_Task_
Reproduce each of the records below verbatim, line for line, and omit the pictures from your output.
╭──
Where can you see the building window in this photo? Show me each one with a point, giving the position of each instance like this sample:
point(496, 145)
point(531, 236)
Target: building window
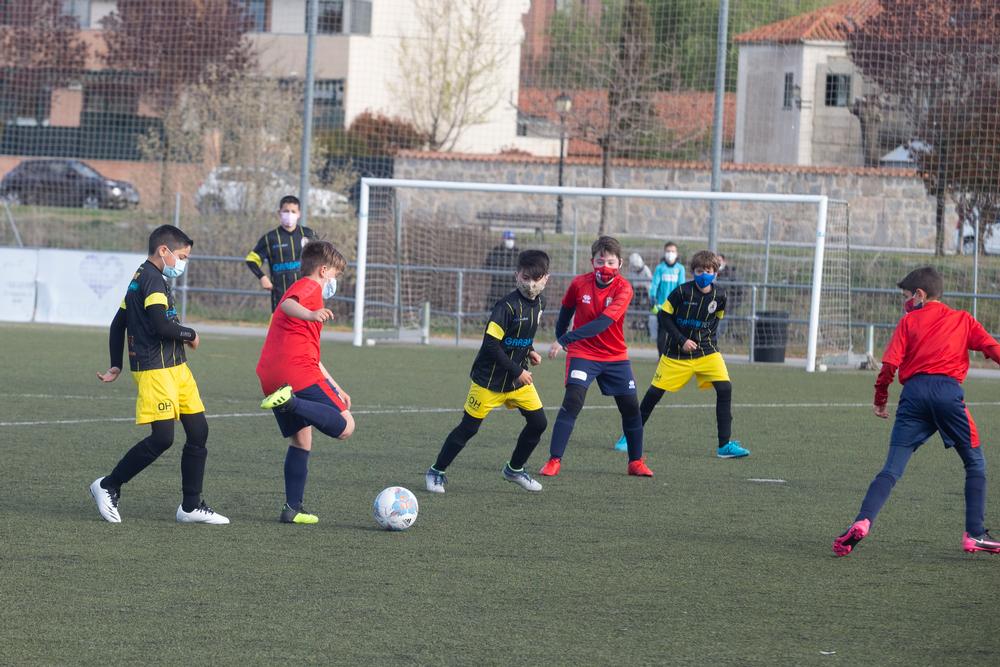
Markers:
point(257, 9)
point(838, 90)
╰──
_Result_
Where can you see the building window in this photo? Show me each one with a point, giving the position of each instance like this sample:
point(496, 145)
point(531, 236)
Target: building window
Markers:
point(257, 9)
point(838, 90)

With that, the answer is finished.